▶ EXERCISE TASK A
In the forum posts about the Tolly Group test, which two vendors' access concentrators qualified in the high density category?

▶ READING PASSAGE
'''

To: Sector Investor who wrote (23162)11/13/1997 2:08:00 PM
From: Maverick  Respond to of 61433
 
"The Tolly Group test was focused on high density products which are currently available for customer
purchase. During the testing period, only Ascend and Bay Networks' access concentrators qualified in
the high density access concentrator category defined as access concentrators supporting one hundred or
more ports. Other products from vendors such as 3Com/USR, Livingston, Cisco and Shiva are low- or
medium-density access concentrators.

Recent benchmarking tests, such as the one conducted by LanQuest Labs for Cisco Systems as yet
unreleased AS5300, are misleading for decision-makers evaluating high-density remote access
concentrators because 1) they use router test methodologies to assess the performance of remote access
concentrators designed for high-volume dial-up environments, and 2) they don't use a methodology that
simulates a real-world environment.

Rather than using router test methodologies, which use packet-generators to simulate network
conditions, The Tolly Group used test beds with 288 PC clients conducting simultaneous dial-in sessions
over a PBX to replicate a real-world network environment. This ensured that the MAX TNT and Bay
Networks 5000 MSX/5399 were tested in a real-world, high-volume, dial-up environment.

The MAX TNT uses a fully distributed multiprocessor architecture and a multi-shelf hardware design.
Each shelf is 14-inches high and can support up to 16 hot-swappable modules, with fully redundant,
load-balancing power supplies. Customers can incrementally add capacity by tightly coupling up to three
MAX TNT shelves together as one logical unit. This system can be configured as a single shelf with 288
modems, 672 ISDN connections and 150 Frame Relay connections. It can also be configured as a
two-shelf system with the same capacity using one DS3 or as a three-shelf system using T1/PRIs.

Not only does the MAX TNT provide the highest port density in the industry at a low price, it also
incorporates integrated security, firewall capabilities and network management.

The MAX TNT was
specifically designed to provide carriers, ISPs and large corporate customers with a single platform that
can support high-volume, multiservice access -- including analog 56K Flex, ISDN, and xDSL."

TNT and AS5300 are in different classes. AS5300 doesn't have nearly as many features and doesn't support high port density and many different traffic types as ASND. Comparing them is similar to comparing a Mercedez-Benz to a Pontiac with the cars half-full, driving on a free way where there is no traffic light, with crusise control on at 60 mph, the road condition is excellent, on Xmas day.



To: Sector Investor who wrote (23162)11/13/1997 2:22:00 PM
From: sepku  Read Replies (1) | Respond to of 61433
 
>>>Does anyone know if ASND plans or has a test in the works, testing MAX or TNT against the CSCO 5300? The test vs BAY was very good, but rightly or wrongly the market perceives CSCO as the one to beat.<<<

According to the press release, the independent lab that tested the MAX TNT vs BAY's top product intended to test the MAX TNT against all other high-density comparable products offered by any and all competition. Unfortunately, only BAY had a product that could qualify to be categorized as high-density...all the others, including CSCO and COMS' top offerings only qualified as "medium to low density".

CSCO's products didn't make the cut.

'''

▶ EXERCISE TASK B
How many lines of the entries below contain the word "blurred"? Reply with the number only.

▶ MATERIALS PROVIDED
'''

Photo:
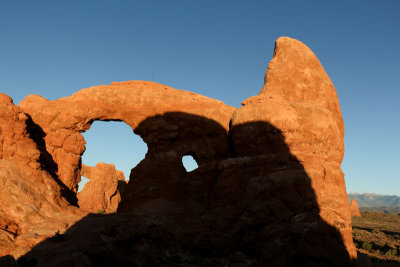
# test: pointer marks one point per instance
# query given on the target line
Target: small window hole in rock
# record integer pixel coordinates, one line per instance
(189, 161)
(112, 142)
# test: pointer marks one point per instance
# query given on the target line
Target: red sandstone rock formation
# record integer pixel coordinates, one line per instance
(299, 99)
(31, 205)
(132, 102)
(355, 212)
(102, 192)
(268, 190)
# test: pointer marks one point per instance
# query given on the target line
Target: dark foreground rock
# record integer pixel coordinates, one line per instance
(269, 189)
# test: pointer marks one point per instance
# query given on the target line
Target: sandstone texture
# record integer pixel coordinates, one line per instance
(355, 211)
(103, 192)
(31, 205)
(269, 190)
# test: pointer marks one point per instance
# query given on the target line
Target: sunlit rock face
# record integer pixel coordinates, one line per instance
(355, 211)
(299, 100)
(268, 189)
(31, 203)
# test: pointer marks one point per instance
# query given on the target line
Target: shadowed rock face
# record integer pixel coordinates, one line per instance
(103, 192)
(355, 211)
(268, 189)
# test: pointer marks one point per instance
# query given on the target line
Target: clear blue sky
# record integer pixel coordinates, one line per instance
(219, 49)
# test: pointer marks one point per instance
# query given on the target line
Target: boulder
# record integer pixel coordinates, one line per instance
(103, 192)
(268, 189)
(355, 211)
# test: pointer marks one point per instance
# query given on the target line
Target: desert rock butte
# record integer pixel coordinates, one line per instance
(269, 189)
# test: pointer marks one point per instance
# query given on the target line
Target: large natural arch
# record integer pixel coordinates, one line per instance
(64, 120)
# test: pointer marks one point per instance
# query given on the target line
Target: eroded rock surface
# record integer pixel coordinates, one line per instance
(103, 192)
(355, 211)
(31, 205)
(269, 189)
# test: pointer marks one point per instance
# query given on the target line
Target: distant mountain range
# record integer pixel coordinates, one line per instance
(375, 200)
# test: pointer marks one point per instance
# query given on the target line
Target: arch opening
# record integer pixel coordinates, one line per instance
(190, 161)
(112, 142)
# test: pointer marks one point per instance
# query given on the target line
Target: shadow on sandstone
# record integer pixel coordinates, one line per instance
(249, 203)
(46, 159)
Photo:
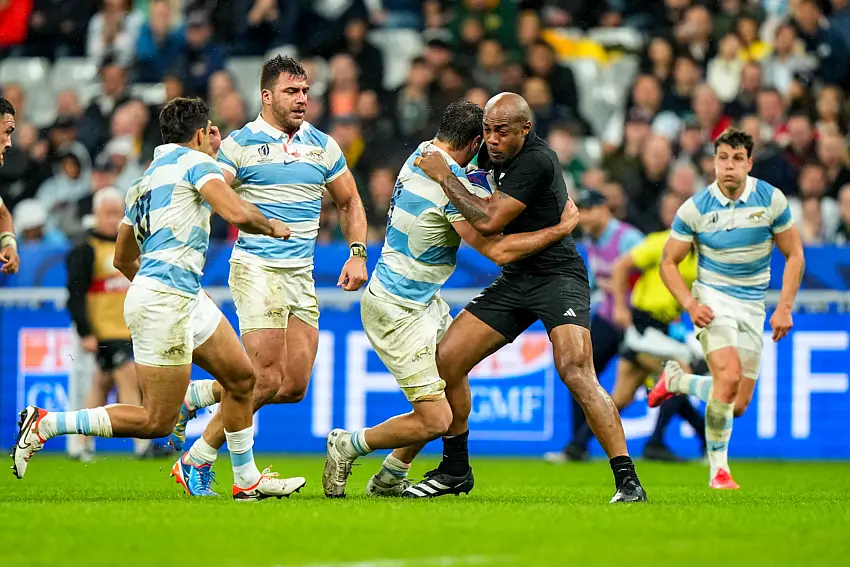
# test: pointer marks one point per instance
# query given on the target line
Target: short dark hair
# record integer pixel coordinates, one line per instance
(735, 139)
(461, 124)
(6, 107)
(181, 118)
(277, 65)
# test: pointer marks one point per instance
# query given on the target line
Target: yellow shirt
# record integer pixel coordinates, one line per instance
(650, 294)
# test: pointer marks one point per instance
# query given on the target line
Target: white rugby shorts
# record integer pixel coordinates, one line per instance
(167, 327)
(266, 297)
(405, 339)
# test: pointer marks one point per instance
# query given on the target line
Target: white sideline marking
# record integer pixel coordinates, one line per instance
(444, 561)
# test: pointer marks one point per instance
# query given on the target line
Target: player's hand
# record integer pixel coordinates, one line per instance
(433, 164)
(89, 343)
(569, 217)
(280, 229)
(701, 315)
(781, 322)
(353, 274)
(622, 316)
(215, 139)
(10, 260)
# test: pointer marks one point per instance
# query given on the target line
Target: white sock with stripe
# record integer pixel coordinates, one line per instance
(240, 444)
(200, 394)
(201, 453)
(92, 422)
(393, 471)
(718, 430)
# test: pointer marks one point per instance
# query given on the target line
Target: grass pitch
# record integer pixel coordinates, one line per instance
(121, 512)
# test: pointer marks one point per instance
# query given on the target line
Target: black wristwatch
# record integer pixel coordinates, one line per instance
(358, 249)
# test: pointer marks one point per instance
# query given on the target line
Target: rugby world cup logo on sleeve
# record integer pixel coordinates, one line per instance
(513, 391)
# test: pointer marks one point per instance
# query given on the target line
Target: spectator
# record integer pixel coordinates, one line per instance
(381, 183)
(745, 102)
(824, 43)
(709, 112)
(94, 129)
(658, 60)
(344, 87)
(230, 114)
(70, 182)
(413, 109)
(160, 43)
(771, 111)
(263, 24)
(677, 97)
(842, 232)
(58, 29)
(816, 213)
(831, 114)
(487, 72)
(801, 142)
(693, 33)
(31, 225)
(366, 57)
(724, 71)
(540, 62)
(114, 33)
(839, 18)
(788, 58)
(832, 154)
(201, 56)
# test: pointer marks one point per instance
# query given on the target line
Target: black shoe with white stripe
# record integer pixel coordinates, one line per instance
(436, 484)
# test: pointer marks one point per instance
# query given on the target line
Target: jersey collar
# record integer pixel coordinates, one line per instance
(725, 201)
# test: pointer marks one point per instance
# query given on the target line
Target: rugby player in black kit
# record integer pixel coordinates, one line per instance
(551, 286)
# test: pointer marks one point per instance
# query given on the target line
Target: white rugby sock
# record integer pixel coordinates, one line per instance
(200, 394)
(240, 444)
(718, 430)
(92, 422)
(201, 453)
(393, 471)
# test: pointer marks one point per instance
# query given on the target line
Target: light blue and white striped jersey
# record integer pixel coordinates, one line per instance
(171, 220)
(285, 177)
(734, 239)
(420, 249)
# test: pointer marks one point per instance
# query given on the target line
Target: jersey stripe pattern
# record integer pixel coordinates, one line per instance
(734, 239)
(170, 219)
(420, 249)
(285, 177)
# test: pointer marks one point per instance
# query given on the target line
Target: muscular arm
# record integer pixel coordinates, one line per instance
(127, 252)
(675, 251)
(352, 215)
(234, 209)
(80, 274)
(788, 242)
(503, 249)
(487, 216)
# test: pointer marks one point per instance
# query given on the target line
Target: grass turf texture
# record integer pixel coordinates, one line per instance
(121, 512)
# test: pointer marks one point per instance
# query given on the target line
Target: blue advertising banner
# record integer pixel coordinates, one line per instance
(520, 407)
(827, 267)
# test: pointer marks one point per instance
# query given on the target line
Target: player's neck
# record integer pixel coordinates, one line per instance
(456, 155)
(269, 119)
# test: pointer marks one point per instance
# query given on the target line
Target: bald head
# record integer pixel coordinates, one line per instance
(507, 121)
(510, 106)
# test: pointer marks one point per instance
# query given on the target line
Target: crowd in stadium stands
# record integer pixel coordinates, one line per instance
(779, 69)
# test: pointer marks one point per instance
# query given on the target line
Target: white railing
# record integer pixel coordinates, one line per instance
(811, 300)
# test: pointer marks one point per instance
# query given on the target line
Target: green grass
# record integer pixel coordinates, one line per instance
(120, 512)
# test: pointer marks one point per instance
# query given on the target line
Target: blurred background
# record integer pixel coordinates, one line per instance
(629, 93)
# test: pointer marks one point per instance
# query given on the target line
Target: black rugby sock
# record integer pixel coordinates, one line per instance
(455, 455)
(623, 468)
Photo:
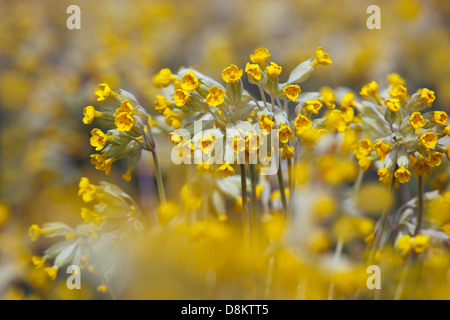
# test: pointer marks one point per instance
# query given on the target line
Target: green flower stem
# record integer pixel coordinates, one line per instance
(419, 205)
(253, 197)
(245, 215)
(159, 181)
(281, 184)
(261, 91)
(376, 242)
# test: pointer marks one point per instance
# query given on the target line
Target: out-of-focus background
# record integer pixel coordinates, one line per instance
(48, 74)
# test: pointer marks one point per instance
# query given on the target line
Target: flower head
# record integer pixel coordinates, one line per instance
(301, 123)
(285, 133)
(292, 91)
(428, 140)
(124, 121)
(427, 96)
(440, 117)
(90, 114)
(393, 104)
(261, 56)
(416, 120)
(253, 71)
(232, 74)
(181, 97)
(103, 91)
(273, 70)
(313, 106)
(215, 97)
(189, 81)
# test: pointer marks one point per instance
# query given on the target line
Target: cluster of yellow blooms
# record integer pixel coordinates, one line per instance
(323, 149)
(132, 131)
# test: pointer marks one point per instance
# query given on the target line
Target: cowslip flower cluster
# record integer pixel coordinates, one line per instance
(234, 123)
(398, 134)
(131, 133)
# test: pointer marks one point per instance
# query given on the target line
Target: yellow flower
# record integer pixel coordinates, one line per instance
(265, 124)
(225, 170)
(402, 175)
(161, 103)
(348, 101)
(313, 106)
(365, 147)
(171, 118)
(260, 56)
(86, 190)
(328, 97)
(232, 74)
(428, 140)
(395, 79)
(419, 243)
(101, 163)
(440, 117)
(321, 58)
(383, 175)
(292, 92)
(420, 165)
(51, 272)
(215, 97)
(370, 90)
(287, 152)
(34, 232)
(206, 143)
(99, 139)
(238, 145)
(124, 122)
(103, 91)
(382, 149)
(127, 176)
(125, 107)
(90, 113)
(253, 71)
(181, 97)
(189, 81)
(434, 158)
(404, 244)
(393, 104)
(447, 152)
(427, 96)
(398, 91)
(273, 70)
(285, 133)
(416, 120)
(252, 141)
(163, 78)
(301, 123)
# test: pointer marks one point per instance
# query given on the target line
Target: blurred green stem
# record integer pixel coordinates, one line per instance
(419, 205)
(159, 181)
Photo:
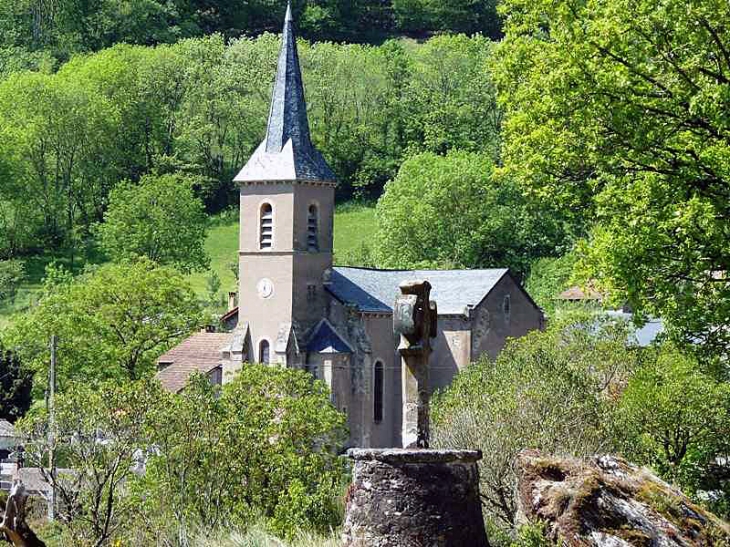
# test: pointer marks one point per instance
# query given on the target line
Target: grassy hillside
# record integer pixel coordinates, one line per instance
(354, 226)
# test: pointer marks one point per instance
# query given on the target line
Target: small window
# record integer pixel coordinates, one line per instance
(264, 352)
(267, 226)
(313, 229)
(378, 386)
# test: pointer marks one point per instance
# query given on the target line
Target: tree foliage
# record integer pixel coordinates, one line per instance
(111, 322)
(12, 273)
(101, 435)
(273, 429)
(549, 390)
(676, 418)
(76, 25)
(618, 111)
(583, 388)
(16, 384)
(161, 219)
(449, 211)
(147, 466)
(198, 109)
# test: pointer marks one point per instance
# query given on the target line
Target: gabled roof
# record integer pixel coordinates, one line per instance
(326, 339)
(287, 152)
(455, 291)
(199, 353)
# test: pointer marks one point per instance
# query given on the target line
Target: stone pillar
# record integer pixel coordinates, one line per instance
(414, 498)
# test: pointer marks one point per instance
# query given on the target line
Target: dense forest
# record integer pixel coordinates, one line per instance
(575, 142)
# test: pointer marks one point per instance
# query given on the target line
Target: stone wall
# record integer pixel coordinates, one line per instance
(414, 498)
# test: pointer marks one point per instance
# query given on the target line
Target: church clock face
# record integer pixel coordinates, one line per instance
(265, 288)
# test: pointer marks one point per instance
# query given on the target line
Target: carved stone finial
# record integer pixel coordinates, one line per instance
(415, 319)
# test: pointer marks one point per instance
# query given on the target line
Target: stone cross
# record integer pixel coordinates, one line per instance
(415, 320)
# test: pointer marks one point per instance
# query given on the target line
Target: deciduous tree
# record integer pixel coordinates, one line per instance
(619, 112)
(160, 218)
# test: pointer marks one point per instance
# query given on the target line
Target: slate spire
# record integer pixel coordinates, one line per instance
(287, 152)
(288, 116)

'''

▶ COMPLETE RESPONSE A
Ascend and Bay Networks

▶ COMPLETE RESPONSE B
2